MongoDB Basics

What is MongoDB?

MongoDB is a document database. What it means is that your data does not have to conform to any schema. In contrary to relational databases where records not having some attribute are expected to set a NULL value in that column, in document databases it is totally acceptable.

How MongoDB stores data?

MongoDB stores documents in JSON-like format called BSON. However, JSON is used not only for storing and retrieving the documents. It is all over the MongoDB API, so you will be using JSON for writing queries as well.

Differences in naming between relational and document DBs

In case you are already familiar with some relational database (like Oracle) it is much easier to wrap your head around MongoDB when comparing concepts between this 2 types of DBs.

Below is a table showing how a concept in Oracle database matches a parallel concept in the MongoDB realm.

Oracle	MongoDB
schema	database
table	collection
row	document
ROWID	_id

Basics

When connecting to MongoDB using the mongo client the first thing you need to do is select the database with the use command:

> show dbs
my-blog          0.034GB
> use my-blog
switched to db my-blog
> db
my-blog

Insert

To insert a new document into a collection you can use the insert command:

> db.posts.insert(
  {
    "title": "First post",
    "content": "Wow, this is so cool!"
  }
)

Supported data types

Generally, because MongoDB uses BSON under the hood, we can use JSON flavored data types:

Type	Example
Number (ints, longs, doubles)	1234, 56.78
String	“First post”
Object	{ “name”: “Sam” }
Array	[ 1, 2, 3 ]
ObjectId	ObjectId(“…”)
Boolean	true/false
Date	new Date(“2016-03-25”)
Timestamp	new Timestamp()
Null	null

MongoDB validations

When changing data MongoDB does some simple validations:

it checks whether _id in the document is unique (no other document has the same _id)
there are no syntax errors
document is less than 16mb

Find all

To find every document stored inside the posts collection simply call find without parameters:

> db.posts.find()
{ "title": "First post", ... }
{ "title": "Second post", ... }
{ "title": "Third post", ... }

If you look closer, you will find out that MongoDB has generated a unique identifier for your documents:

> db.posts.find()
{
  "_id": ObjectId("123456789abcdefgh"),
  "title": "First post",
  ...
}
...

Find with query

To search for documents matching a specific criteria we can add an additional parameter:

> db.posts.find({ "title": "First post" })
{ "title": "First post", ... }

Query embedded data

How about a case when we would like to find all documents where “Bob” has left a comment? Suppose that our posts collection looks like this:

{
  "title": "First",
  "comments": [ { "author": "Sam", ... }]
}
{
  "title": "Second",
  "comments": [ { "author": "Alice", ... }, { "author": "Bob", ... } ]
}
{
  "title": "Third",
  "comments": [ { "author": "Bob", ... }]
}

To write a query matching an embedded document we can use dot-notation:

> db.posts.find({"comments.author": "Bob"})

= = = =

Exercise 1: In the MongoDB basics guide, copy word for word the passage starting with "MongoDB is a" and going on through "is totally acceptable.".
Exercise 2: According to the MongoDB basics guide, how large can a document be when MongoDB validates changed data?

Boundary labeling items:

= = = =

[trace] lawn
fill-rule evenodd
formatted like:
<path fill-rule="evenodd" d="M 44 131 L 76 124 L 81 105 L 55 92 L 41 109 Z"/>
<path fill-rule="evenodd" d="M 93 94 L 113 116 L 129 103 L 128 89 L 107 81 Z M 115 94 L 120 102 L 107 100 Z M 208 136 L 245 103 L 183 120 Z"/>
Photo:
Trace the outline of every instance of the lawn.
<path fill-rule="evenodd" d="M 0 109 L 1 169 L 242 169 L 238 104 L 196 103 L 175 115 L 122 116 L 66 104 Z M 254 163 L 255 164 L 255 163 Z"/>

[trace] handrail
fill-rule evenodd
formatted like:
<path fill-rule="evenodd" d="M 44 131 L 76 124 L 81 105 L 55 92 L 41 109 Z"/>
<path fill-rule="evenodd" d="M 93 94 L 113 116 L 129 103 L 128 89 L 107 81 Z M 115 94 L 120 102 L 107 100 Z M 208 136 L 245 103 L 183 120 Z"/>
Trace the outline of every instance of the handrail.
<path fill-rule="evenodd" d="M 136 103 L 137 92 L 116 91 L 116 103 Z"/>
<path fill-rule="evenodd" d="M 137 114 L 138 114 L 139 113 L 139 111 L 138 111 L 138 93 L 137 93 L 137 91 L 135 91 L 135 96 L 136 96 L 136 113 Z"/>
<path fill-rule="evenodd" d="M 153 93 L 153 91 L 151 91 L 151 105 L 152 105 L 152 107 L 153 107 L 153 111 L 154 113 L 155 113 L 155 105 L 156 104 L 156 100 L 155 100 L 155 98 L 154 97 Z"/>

= = = =

Full output 1:
MongoDB is a document database. What it means is that your data does not have to conform to any schema. In contrary to relational databases where records not having some attribute are expected to set a NULL value in that column, in document databases it is totally acceptable.

Full output 2: It must be less than 16mb.